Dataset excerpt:
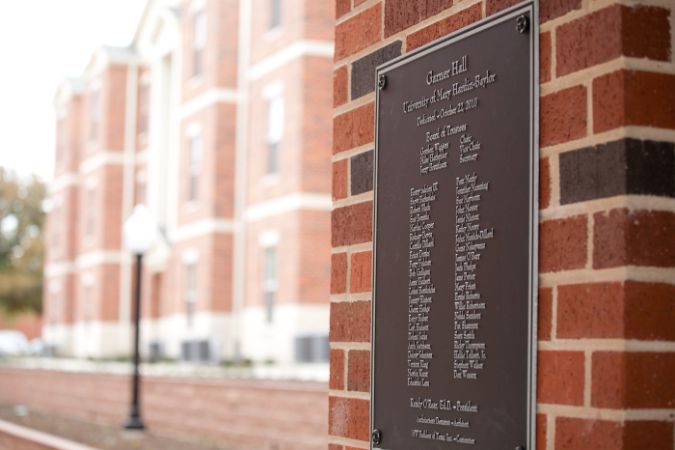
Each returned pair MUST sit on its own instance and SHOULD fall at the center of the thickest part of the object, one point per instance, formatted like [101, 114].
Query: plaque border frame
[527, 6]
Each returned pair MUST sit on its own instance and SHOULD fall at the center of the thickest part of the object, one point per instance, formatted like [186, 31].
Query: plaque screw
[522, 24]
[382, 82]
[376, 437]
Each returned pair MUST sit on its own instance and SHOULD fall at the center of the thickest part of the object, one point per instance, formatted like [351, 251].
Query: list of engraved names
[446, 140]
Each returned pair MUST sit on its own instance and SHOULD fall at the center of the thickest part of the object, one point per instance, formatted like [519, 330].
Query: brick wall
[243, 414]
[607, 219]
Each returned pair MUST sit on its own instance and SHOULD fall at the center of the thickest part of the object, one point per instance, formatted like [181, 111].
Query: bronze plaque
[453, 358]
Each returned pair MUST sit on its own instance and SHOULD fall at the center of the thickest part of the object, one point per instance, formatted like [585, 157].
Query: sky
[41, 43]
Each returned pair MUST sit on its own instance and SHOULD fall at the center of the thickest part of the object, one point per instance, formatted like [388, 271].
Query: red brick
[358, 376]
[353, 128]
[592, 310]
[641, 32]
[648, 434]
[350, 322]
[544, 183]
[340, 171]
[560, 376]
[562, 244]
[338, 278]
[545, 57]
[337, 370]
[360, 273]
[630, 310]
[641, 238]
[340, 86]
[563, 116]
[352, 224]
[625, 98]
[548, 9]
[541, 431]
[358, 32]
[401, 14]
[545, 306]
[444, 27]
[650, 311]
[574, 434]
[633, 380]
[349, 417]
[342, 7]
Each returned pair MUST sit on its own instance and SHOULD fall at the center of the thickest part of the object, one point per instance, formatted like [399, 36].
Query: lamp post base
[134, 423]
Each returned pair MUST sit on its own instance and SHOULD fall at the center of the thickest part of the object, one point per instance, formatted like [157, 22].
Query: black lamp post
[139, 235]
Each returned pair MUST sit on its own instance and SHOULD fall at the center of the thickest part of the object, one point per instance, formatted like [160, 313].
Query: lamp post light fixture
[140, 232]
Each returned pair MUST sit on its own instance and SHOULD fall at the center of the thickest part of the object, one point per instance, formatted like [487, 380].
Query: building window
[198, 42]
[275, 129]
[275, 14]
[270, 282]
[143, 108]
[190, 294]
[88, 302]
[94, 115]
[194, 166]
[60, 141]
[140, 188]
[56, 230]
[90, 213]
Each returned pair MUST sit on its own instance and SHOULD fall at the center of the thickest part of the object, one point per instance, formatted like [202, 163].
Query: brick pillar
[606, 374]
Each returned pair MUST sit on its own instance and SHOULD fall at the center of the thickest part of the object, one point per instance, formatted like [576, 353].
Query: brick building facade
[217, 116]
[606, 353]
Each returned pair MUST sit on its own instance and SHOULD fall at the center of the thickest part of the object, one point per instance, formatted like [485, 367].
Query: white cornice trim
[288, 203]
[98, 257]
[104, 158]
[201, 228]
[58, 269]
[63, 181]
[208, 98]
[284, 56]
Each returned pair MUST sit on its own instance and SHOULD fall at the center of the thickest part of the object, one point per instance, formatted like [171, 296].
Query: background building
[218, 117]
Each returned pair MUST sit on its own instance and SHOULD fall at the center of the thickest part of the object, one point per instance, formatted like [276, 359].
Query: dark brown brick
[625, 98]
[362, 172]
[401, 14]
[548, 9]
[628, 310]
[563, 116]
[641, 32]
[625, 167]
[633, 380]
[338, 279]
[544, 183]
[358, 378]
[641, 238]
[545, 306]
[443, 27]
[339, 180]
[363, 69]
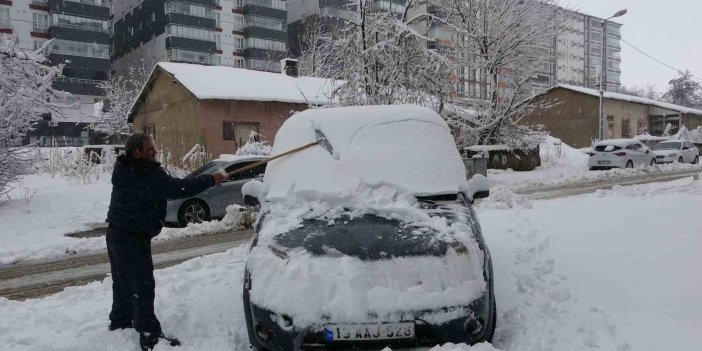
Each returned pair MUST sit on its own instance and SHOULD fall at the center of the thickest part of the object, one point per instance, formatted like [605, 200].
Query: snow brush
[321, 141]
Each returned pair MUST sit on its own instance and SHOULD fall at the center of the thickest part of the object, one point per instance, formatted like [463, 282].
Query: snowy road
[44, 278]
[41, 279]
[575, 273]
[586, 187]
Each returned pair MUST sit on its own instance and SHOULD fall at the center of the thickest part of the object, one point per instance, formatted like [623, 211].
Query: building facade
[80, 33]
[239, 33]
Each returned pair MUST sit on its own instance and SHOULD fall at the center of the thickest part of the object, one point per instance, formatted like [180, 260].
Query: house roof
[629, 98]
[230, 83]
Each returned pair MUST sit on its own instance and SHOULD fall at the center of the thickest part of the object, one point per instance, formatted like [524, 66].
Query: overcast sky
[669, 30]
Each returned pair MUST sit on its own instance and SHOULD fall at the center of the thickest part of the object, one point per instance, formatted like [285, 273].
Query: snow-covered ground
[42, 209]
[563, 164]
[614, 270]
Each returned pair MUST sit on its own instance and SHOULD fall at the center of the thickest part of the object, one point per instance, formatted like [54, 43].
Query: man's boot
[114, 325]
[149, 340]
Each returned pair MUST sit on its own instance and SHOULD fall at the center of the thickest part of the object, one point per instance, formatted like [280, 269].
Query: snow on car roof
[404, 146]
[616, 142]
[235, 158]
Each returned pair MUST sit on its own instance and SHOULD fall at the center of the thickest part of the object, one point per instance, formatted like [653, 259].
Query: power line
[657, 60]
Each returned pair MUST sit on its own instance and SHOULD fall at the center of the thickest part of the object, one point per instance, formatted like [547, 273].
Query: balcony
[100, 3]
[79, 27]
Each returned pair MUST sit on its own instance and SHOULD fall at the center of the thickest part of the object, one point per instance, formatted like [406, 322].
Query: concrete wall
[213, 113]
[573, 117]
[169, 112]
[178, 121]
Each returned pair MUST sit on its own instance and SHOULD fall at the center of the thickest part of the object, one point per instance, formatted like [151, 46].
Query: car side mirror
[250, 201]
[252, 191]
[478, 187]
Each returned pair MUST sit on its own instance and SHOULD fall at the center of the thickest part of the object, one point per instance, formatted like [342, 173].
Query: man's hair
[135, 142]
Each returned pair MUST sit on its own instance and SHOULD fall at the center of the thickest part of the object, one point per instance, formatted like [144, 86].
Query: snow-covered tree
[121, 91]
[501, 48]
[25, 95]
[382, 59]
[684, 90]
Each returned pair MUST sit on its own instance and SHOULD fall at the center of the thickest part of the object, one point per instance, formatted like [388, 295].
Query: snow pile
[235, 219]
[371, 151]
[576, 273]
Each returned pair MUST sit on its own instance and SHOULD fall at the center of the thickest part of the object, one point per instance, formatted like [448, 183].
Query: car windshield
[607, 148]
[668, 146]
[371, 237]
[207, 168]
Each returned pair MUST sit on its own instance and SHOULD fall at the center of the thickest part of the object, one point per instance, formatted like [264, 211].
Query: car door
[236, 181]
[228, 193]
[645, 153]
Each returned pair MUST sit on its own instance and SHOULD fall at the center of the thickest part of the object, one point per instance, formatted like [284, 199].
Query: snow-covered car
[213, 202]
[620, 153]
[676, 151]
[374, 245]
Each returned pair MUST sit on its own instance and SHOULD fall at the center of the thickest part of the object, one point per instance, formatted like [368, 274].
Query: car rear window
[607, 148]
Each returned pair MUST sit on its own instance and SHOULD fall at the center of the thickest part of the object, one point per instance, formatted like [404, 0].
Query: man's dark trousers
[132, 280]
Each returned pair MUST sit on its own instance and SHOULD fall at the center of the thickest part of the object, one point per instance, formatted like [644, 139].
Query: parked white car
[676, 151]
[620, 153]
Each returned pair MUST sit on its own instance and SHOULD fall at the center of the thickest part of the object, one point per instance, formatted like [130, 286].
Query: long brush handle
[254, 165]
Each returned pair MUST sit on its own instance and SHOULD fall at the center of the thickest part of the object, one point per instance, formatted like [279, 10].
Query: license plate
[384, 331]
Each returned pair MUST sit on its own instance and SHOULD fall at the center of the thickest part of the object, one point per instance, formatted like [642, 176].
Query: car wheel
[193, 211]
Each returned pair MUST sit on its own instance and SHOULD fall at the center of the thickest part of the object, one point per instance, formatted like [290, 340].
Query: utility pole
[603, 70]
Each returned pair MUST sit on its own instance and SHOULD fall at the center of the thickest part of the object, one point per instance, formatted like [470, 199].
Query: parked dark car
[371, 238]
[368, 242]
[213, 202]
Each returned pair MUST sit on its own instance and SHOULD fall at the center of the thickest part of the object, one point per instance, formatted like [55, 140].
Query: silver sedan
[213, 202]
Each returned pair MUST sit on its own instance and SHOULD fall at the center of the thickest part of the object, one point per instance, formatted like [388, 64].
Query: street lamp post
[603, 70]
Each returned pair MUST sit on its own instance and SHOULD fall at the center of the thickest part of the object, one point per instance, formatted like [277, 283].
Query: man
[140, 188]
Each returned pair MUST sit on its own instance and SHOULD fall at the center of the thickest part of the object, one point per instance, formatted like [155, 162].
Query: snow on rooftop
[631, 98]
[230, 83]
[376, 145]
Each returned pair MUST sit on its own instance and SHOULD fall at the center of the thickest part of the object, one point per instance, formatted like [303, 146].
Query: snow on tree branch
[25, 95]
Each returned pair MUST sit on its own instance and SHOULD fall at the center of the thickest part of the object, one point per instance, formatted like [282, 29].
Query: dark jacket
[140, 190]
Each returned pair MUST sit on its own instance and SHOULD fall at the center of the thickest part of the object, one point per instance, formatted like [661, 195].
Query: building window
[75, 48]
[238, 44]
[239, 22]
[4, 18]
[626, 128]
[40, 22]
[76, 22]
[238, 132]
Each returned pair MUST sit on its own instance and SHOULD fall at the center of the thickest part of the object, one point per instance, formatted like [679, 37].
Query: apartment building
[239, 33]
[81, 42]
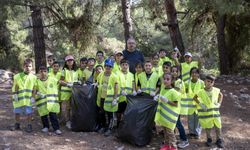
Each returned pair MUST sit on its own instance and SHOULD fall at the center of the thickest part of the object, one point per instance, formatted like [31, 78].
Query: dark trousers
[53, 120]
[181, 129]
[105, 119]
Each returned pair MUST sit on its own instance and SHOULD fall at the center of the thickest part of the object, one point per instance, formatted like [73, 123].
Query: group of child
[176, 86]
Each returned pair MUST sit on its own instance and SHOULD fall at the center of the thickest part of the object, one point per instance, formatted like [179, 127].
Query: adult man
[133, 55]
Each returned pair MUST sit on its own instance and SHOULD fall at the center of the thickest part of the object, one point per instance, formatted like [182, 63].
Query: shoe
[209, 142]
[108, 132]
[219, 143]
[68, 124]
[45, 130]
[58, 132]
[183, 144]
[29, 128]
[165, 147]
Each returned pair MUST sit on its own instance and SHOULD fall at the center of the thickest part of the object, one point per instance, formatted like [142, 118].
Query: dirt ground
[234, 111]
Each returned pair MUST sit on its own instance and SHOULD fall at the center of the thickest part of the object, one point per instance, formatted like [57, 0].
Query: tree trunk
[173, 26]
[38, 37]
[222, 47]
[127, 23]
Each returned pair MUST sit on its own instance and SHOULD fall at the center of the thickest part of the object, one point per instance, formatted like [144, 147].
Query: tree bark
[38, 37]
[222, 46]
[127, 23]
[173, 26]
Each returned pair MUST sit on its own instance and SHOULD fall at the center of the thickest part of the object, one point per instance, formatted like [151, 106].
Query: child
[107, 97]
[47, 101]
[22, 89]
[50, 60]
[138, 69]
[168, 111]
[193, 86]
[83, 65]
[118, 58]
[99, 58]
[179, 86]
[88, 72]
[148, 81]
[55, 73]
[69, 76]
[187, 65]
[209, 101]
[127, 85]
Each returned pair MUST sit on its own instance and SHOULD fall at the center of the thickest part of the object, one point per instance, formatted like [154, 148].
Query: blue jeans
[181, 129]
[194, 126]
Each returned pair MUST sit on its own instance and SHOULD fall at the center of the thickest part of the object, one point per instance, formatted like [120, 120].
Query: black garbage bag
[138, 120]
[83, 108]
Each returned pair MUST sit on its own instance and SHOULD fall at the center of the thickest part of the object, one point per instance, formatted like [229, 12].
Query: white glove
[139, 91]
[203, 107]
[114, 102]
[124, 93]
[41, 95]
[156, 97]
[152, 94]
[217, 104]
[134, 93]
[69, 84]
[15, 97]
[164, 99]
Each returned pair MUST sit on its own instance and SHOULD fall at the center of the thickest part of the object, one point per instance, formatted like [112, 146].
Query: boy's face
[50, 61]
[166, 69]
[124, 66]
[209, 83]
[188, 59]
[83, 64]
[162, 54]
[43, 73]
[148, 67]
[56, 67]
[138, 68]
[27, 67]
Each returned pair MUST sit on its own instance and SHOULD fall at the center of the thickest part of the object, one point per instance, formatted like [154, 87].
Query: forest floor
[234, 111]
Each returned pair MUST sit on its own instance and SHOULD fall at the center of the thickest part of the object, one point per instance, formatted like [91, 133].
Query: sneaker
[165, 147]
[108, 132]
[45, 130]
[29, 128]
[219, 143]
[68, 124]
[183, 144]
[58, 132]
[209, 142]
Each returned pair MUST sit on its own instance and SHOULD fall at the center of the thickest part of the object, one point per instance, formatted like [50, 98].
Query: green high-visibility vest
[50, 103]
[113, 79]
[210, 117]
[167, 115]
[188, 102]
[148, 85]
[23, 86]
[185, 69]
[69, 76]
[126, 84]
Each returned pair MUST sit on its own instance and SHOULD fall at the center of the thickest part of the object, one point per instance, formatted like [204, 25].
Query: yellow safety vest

▸ **Exercise details**: Quote exactly and only the lines from the one holding "like [154, 148]." through the end of the data.

▸ **Task answer**:
Each returned pair MUST sit on its own instance and SHOULD fall at the center of the thickest part of the object, one point per instance, formatted like [154, 148].
Query: blue jeans
[181, 129]
[194, 126]
Each returned pair MUST sit on its own instance and SHOULD fall at the center of the thickest part of the object, one point per instance, formatted like [120, 120].
Query: black garbage bag
[138, 120]
[83, 108]
Each returned pair MUST sit on its own instance and SHOULD fall at the center of the thickest part of the object, one point per instance, formatted like [229, 12].
Query: white glove
[139, 91]
[203, 107]
[114, 102]
[124, 93]
[41, 95]
[156, 97]
[152, 94]
[217, 104]
[134, 93]
[69, 84]
[15, 97]
[164, 99]
Each returned pair MUST sit on its own instance and SHOULD fall at the center of the thickest part of the object, one point per instance, formatted like [112, 146].
Query: boy's face
[50, 61]
[166, 69]
[124, 66]
[209, 83]
[188, 59]
[83, 64]
[162, 54]
[43, 73]
[148, 67]
[56, 67]
[138, 68]
[27, 67]
Each returned pair MUST sit on its own instance and SHOULD fall at the center of the thickest part of the object, one point per instance, formatted like [154, 87].
Query: forest floor
[234, 111]
Each returned pair MUST sit on its own instance and SHOULD fall at the center of the thickest part of the object, one point per instance, formatted like [91, 133].
Query: sneaker
[165, 147]
[108, 132]
[45, 130]
[29, 128]
[219, 143]
[68, 124]
[183, 144]
[58, 132]
[209, 142]
Each returned pair MUST sit on its own instance and SHOULD fall at the center of the thickest part of the object, one point per instance, formatted like [50, 98].
Query: green high-visibility vest
[50, 103]
[113, 79]
[210, 117]
[167, 115]
[188, 102]
[148, 85]
[23, 86]
[185, 69]
[69, 76]
[126, 84]
Each returned pair MUST sit on its own instance and SHOULD fall at the center of the thickest part of the object, one point per instance, formatted like [204, 25].
Query: yellow safety vest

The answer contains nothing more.